● Fuente:
━━━━━━━━━━━━━━━━

Comprender las causas que truncaron ese otro futuro realmente posible es una necesidad de primer nivel cuando se cumple medio siglo del inicio de la contrarrevolución capitalista en Chile, porque es por medio de esa aprehensión que se pueden comprender las líneas determinantes que subyacen al desarrollo histórico de los últimos 50 años y, con ello, la posibilidad de descarrilar su perpetuación. Si entendemos el golpe de Estado, así como el posterior despliegue de la más cruenta barbarie durante la Dictadura, —que encuentra su continuación con la “transición”— como intentos por extirpar violentamente la posibilidad de superación del sistema productor de mercancías y, simultáneamente, de instalar sus cimientos sobre nuestros cadáveres, damos cuenta del verdadero carácter de este crimen —o al menos en buena parte. En tanto el “exorcismo del fantasma de un mundo que puede ser libre”[1] —en los términos que propone Herbert Marcuse—, este carácter en el que hacemos mención demuestra una continuidad entre las diversas formas de administración del capitalismo, como el perfeccionamiento histórico y esa actualización epocal de este intento por anular todo futuro distinto al Capital.

El último periodo de revueltas globales, pero en concreto la chilena, se expresa como la evidencia de que este “exorcismo” no fue capaz por sí mismo de anular toda forma de configuración alternativa. La herencia dictatorial contenida indistintamente en los partidos que conforman la democracia partidista y toda administración del capital se expresa en la continuación del exterminio sistemático de toda expresión radical contra el capitalismo. Urgiendo devolvernos a la célebre máxima de Benjamín: ni los muertos estarán a salvo si el enemigo vence, y ese enemigo no ha dejado de vencer. La marcha, hasta ahora imparable, de la catástrofe capitalista continúa apilando ruinas y víctimas en Chile, y lo ha hecho tanto a través de Allende como de Pinochet, y lo sigue haciendo con el gobierno de reestructuración capitalista y contrainsurgencia de Gabriel Boric.

━━━━━━━━━━━━━━━━

● Datos registrados:

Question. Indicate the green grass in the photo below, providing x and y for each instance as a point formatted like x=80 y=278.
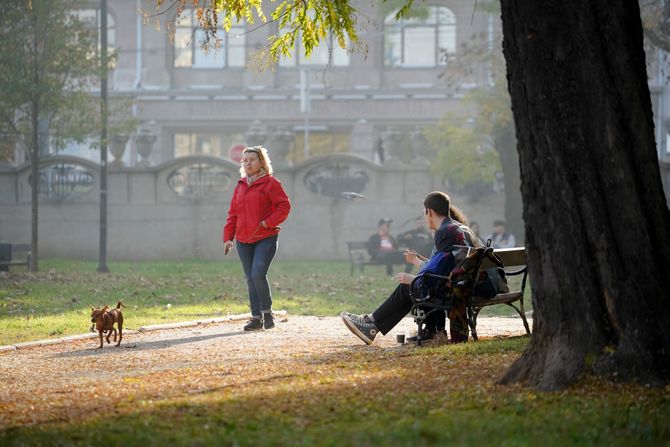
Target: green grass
x=56 y=301
x=444 y=395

━━━━━━━━━━━━━━━━

● Consigna escrita:
Resume en dos oraciones el texto sobre los cincuenta años del golpe en Chile.

● Respuesta del ejercicio:
Al cumplirse medio siglo del inicio de la contrarrevolución capitalista en Chile, el texto sostiene que es clave entender por qué se cortó otro futuro posible, y presenta el golpe, la Dictadura y la "transición" como intentos de borrar con violencia la posibilidad de superar el sistema productor de mercancías. Aunque la revuelta chilena muestra que ese intento no logró eliminar toda alternativa, la herencia de la dictadura sigue presente en los partidos y en toda administración del capital, y la catástrofe capitalista ha seguido dejando ruinas y víctimas con Allende, con Pinochet y con el gobierno de Gabriel Boric.